● Source extract:
____________

The other issue with that box was a slow IDE4 HD, and that was a BIOS limitation that swapping in a faster drive wouldn't fix. Large programs took forever to load. I didn't even try to run current Firefox, It would take 45 seconds to load and be perceptibly sluggish once up

It was fun to play with and tweak, but I had other machines where the real work got done. I haven't even turned it on in months.
I've got two Dell Latitude 505 laptops. I just wanted to run Libreoffice on them and use them as word processors. People told me there was no way. Well, at first I installed Xubuntu on one of them and although the LO wasn't bad, everything else was molasses.

Got rid of Xubuntu and installed MX-14 and the LO works great. The other laptop I put Porteus on and that works even better. (So much for the naysayers.)

Quote:
Originally Posted by DMcCunney View Post

Quote:
When I simply push the power button the computer does not boot. Period.

This is how I go about starting the computer.

1) I turn on the monitor
2) I push the power button.
3) As the DDR3 and Slave/Master stuff starts coming on I hold down the Shift key.
Tell me more? I don't see those here, and don't recall ever seeing them.
I can't really tell you anything else. Yeah, the information (the DDR3 etc) just shows up as if it's on the terminal. It isn't the actual terminal (I don't think anyway) but it's data on a black screen.

Quote:
Originally Posted by DMcCunney View Post



Quote:
Normally I don't see a grub screen. Or at least I've never noticed it. And now, thank goodness for the grub screen because it let's me choose the 15.10 kernel as the two 16.04 kernels don't boot.
What, if anything, happens if you try?
Nothing happens. The computer gyrates (the red light comes on intermittently as if it's loading) for about 2-3 minutes and then the "No Input Signal" window comes on and then the monitor shuts off.

Quote:
Originally Posted by DMcCunney View Post
What do you have on the machine you need to preserve? I strongly suspect your best option is also "Wipe and redo from scratch". I think a 16.04 LTS installed from scratch might work but that's just a guess. If not, go for th previous 15.04 LTS release, and stay put.
Dennis
I don't need to preserve much. I would be more concerned about the stuff that syncs, like Mega (cloud storage), Dropbox, the favorites in the Firefox browser and a few other things.

And the other kernel is 15.10, not 15.04 LTS.

But there's a new development. I was uncomfortable about that GRUB_DEFAULT=4, and today there was a software update that I installed. Well, as it was installing I watched the "details" in the terminal. There were a ton of things of course but also several Warnings! that anything other than "0" in the GRUB DEFAULT would not be recognized. (or something along those lines anyway).

____________

● Data provided:
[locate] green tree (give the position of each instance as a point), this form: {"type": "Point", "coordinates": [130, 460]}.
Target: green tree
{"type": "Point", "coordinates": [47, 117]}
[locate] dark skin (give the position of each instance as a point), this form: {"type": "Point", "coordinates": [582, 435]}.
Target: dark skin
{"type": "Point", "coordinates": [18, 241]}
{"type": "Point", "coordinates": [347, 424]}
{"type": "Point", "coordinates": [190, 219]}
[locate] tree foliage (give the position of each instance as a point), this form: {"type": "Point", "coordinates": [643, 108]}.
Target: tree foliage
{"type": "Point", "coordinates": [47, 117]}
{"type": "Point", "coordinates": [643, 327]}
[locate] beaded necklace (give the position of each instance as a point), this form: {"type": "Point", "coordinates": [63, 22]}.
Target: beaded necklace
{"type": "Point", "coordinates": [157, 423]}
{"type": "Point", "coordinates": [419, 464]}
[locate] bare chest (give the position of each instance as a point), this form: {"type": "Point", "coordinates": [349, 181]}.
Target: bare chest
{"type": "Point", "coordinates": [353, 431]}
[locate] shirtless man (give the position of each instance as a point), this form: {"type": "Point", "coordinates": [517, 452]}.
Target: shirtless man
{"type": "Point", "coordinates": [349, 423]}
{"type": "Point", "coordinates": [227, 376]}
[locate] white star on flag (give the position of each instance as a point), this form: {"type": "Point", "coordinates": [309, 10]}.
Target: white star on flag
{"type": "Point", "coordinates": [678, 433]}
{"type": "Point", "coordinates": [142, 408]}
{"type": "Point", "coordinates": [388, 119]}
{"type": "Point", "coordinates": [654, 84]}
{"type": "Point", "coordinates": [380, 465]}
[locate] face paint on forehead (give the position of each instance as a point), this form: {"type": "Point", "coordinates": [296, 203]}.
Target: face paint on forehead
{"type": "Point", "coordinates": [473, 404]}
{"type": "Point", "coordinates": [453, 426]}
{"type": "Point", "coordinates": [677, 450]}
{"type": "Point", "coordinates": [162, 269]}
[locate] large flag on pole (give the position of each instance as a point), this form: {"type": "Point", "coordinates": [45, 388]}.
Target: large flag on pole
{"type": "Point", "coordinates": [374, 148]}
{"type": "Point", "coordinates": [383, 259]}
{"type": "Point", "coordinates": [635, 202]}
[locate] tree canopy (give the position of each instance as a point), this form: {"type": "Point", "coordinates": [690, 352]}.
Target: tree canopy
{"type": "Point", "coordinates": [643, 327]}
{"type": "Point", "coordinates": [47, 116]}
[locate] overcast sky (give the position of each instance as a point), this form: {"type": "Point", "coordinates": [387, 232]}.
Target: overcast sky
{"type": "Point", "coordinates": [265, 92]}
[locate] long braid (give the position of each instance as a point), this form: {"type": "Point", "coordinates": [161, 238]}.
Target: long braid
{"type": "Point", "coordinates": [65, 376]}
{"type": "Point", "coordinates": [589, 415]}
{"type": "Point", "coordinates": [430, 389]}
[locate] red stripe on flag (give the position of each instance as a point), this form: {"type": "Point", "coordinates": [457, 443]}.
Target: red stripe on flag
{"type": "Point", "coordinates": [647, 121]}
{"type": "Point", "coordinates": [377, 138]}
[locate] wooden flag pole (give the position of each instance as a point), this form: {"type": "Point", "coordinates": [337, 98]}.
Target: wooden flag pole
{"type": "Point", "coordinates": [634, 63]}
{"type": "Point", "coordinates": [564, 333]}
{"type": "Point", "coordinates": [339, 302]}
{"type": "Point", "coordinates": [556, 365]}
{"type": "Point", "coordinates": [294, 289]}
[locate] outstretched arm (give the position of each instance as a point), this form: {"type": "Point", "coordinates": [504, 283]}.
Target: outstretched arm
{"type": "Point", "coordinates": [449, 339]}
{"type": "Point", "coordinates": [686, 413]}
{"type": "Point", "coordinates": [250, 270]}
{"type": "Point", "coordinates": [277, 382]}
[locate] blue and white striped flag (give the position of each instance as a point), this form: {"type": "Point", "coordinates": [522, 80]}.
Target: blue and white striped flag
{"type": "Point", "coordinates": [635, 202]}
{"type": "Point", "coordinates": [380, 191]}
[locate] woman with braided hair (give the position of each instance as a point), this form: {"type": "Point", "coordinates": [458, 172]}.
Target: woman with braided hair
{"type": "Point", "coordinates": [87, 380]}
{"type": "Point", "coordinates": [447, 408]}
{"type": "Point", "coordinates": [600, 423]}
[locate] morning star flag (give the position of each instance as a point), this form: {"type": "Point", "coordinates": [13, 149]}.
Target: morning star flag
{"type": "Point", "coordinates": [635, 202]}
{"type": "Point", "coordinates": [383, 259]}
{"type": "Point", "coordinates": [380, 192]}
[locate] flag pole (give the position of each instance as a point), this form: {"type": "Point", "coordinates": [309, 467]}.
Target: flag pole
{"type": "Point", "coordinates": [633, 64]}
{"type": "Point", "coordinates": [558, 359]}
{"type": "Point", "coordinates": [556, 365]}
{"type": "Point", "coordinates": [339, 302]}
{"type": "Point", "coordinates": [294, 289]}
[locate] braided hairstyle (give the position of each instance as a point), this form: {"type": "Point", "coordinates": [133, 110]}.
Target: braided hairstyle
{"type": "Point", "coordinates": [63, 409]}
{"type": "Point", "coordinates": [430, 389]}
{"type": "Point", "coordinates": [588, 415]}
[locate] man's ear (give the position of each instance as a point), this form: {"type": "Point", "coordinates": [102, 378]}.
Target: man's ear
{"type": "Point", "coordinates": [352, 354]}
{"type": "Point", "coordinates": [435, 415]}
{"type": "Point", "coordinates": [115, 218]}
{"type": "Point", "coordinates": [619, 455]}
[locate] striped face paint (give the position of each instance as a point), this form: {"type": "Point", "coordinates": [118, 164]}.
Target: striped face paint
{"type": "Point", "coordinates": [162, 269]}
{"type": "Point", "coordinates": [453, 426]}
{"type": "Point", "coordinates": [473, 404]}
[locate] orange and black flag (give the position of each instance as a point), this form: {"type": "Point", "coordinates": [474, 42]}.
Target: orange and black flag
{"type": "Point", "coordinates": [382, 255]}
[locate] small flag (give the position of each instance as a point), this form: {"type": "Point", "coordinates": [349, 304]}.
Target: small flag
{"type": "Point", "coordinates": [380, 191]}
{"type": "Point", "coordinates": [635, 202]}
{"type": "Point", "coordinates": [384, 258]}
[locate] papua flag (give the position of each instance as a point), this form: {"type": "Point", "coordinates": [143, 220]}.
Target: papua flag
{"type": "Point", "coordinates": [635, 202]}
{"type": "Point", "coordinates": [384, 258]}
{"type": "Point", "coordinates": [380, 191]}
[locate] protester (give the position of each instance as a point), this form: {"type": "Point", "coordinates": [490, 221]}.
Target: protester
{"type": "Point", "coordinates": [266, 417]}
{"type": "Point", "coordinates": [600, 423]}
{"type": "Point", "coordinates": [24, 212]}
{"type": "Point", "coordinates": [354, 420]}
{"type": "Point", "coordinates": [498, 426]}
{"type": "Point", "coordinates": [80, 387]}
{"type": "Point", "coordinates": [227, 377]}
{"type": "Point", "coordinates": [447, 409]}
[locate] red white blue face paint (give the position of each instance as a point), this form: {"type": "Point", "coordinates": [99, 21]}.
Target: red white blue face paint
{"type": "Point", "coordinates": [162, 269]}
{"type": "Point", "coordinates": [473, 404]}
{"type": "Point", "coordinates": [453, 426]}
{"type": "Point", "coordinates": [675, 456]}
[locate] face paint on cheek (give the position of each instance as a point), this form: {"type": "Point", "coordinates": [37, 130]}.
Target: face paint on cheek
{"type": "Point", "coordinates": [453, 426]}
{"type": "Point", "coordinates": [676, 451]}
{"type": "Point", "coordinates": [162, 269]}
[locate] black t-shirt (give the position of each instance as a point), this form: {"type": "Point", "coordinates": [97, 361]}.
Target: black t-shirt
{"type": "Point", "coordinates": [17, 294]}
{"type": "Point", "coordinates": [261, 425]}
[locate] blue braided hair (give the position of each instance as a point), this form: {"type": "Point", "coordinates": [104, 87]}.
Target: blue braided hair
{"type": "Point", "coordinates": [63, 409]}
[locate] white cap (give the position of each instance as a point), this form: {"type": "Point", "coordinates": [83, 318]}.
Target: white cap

____________

● What to do:
1. In the forum thread, what did the writer install on the Dell Latitude 505 after getting rid of Xubuntu?
2. Repeat the rows from the line that contains "[locate] blue braided" through the last line of the rows, inclusive.
The forum thread and the rows have nothing to do with each other.

● The results:
1. MX-14

2.
[locate] blue braided hair (give the position of each instance as a point), this form: {"type": "Point", "coordinates": [104, 87]}.
Target: blue braided hair
{"type": "Point", "coordinates": [63, 409]}
[locate] white cap (give the position of each instance as a point), this form: {"type": "Point", "coordinates": [83, 318]}.
Target: white cap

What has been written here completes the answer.